EXERCICE
Continuez le texte sur le bon de visite en immobilier après sa dernière phrase.

TEXTE CHOISI
<<<<

Le bon de visite est un document de preuve permettant à l’agent immobilier, mandaté par un vendeur pour vendre son bien, de démontrer qu’un acheteur potentiel a effectivement visité le bien en question
En l’absence de signature d’un tel document, rien ne vous interdit de négocier directement avec le vendeur du bien.
Par la signature du bon de visite, on ne s'engage pas mais on reconnaît seulement avoir visité le logement désigné par l'intermédiaire de l'agent immobilier. Ce bon interdit en fait de prendre contact avec le propriétaire pour négocier la vente en direct, c'est-à-dire sans l’intermédiaire d’un agent immobilier. Si l'agent arrive à prouver que vous avez essayé de le contourner, en négociant directement avec le vendeur, votre responsabilité pourra être engagée.
Mais lorsqu’un vendeur met son bien immobilier en vente, il peut passer par l’intermédiaire de plusieurs agences immobilières s’il n’a pas signé de mandat exclusif avec l’un d’entre elles.

>>>>

INFORMATIONS FOURNIES
<<<<

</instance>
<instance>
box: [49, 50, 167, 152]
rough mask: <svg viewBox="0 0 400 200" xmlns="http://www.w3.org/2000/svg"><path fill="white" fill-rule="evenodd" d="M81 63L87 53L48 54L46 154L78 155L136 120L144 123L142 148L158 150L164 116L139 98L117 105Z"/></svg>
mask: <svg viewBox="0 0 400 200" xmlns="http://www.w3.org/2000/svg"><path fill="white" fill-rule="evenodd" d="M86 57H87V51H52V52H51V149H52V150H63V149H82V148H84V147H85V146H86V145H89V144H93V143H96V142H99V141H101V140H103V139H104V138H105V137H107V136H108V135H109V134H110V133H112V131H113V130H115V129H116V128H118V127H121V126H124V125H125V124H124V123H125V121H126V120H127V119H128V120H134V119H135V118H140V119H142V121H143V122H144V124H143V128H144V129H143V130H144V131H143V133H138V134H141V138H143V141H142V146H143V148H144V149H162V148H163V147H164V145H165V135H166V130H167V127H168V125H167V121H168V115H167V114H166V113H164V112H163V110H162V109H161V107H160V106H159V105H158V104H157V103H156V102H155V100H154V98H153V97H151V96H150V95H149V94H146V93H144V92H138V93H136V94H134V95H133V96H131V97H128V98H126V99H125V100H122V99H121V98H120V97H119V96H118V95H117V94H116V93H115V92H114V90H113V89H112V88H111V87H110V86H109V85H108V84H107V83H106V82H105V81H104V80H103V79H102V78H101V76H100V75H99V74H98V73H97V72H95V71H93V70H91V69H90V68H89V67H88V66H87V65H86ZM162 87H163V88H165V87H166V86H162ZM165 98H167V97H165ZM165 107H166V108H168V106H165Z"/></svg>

>>>>

RÉSULTAT CI-DESSOUS
Jusqu’à l’an dernier, les juges considéraient que le vendeur qui concluait la vente avec un autre agent immobilier que celui qui lui avait présenté l’acheteur devait payer au premier agent le montant de la commission, et ce à titre de dommages et intérêts.
Dans un arrêt de la Cour de Cassation du 15 mai 2007, la Jurisprudence confirme le virage amorcé en 2006 (arrêt du 16 mai), et « rend sa liberté » au vendeur.
En effet, selon les juges, la commission appartient désormais à celui qui réalise la vente, c'est-à-dire à celui qui fait signer l’acte de vente.
En conclusion, si le vendeur du bien qui vous intéresse n’a pas signé de «mandat exclusif» avec une agence immobilière, vous pouvez tout à fait visiter ce même bien par l’intermédiaire d’une autre agence et traiter avec elle par la suite.